Skip to Main Content

Breadcrumb

Question and Answer

Connor McDonald

Thanks for the question, Pradeep.

Asked: March 20, 2017 - 2:34 pm UTC

Last updated: March 23, 2017 - 3:22 am UTC

Version: 11.2.0.4

Viewed 1000+ times

You Asked

Dear Team,

I have one analytic question, please help me to understand this.

Suppose I have
SGA_TARGET=5 GB
DB_CACHE_SIZE= 2 GB
PGA_SIZE= 2 GB
TABLE SIZE= 15 GB (e.g. table_name employee)

If I fire command like "select * from employee order by sal"

definitely it go for full table scan, my doubt is if my db_cache_size id 2GB and temp size also 5 GB.
how it going to hold all data and sort to give output.

for update we know after db_cache full checkpoint occur and all uncommitted data written to datafile and make db buffer free to hold next bunch of data but for select how it going to work.

In sort how large full table scan with sort works internally,which are the pools comes in picture to perform this operation.

Please advice me with and without index on table.

Thank's
Pradeep





and Connor said...

If your temporary tablepspace is *capped* at 5G, then you will likely have trouble sorting a 15G table, because yes, we do need space to hold both intermediate and final sorting results.

How *much* space you need depends on various factors. For example,

a) You might have a 2G PGA, but we dont (by default) allow a single session to consume all of that. There are limits per session so that everyone gets a "fair chance" at having some pga mem available to them.

b) We dont just grab 15G and sort it. We will scan a portion of the data, sort it in memory, and then dump that to disk if we run out of pga mem, and repeat for the next portion etc. If we have enough memory than to merge these sorted pieces as we send the final result back to the calling program...then this is a 1-pass sort. But if we cant do that, we might need to take (say) 3 of the sorted portions, merge them, and then dump that back to disk. Then the next 3 portions etc etc... And *then* we take these "double-sorted" portions and merge them to give them back to the client. This is called a multi-pass sort (and obviously will burn a lot of I/O resources writing and reading back and forth to the temp space).

- Given material -

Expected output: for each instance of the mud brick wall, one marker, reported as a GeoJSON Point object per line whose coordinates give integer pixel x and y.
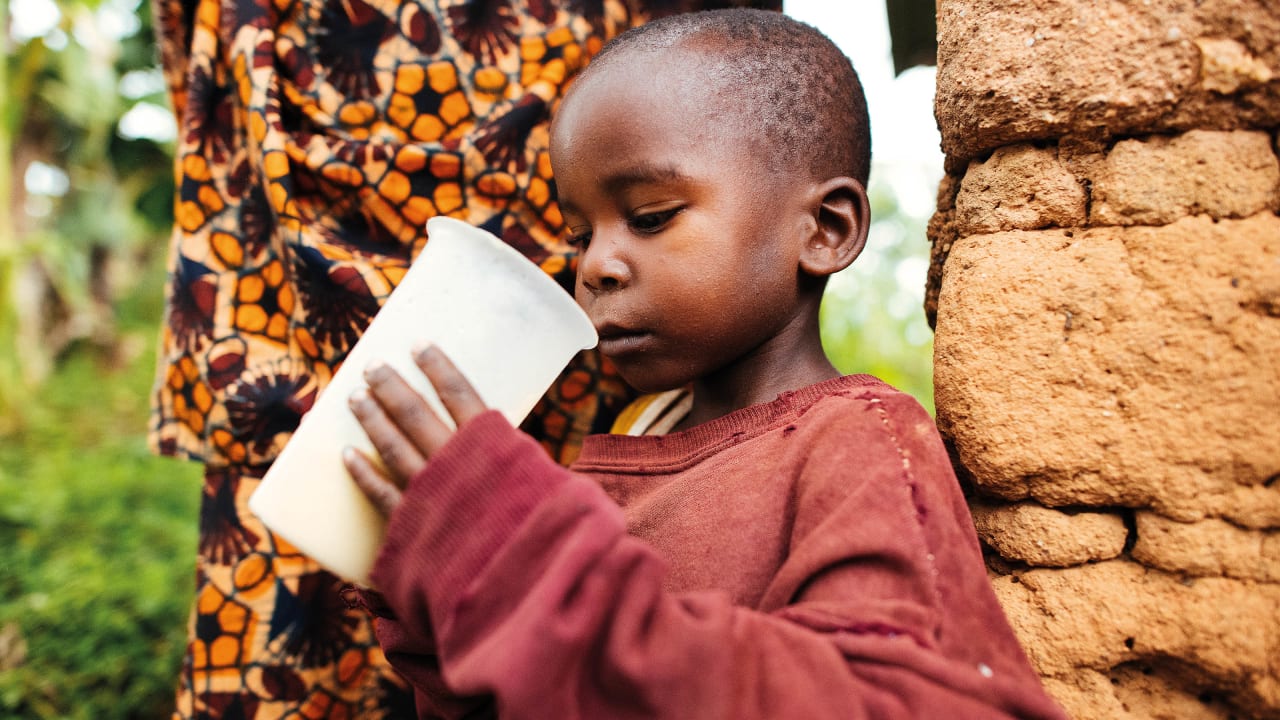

- Task list -
**a.** In the thread on Oracle sorting, what is a sort called when the sorted pieces can be merged in memory as the final result is sent back to the calling program?
**b.** Translate this sentence from the thread on Oracle sorting into French: "We will scan a portion of the data, sort it in memory, and then dump that to disk if we run out of pga mem, and repeat for the next portion etc."
**c.** Extend the thread on Oracle sorting with the next part, beginning after its last sentence.
The listing plays no part in this work.

- Task-by-task answers -
**a.** A 1-pass sort.

**b.** Nous allons parcourir une partie des données, la trier en mémoire, puis la vider sur disque si nous manquons de mémoire PGA, et recommencer pour la partie suivante, etc.

**c.**
c) We dont *have* to grab all of the row data. If you just do: select a,b,c from emp, then we wont bring along columns e,f,g for no reason.

An index doesn't really change the *how* we sort, it simply potentially changes

i) whether we have to sort at all. If you are ordering by the same sequence as your index definition, we might be able to simply read the data in index order, and thus, it comes out already sorted.

ii) the amount of data we need to sort. We might be able to scan just the index and sort that, rather than sort the entire table.

Rating

  (2 ratings)

Is this answer out of date? If it is, please let us know via a Comment

Comments

followup

A reader, March 22, 2017 - 10:24 am UTC

b) "double-sorted" portions :
where are seated these portions? if we will divide to conquer and thus not one-shot sorting (parts in mem and parts in Temp) the whole data , still the sets may be somewhere !

i) we move the prob. still the index creation need mem an temp right? so what advantage ? taking for instance the original need , is creating an index on SAL will free me from from using ORDEY BY clause? elaborate please.
Connor McDonald
March 23, 2017 - 3:22 am UTC

b) Yes, they will be stored in pga, or if they cannot fit, then in TEMP

i) if you want sorted results, you *always* need the ORDER BY. But if an index is in place, the optimizer may decide to read the data via the index (which is *stored* in sorted order already) and thus subsequent sorting may be avoided.

Gr8 way to explain task

Pradeep prajapati, March 22, 2017 - 2:08 pm UTC

Thanks for this gr8 explanation, Now I'm quite clear with things.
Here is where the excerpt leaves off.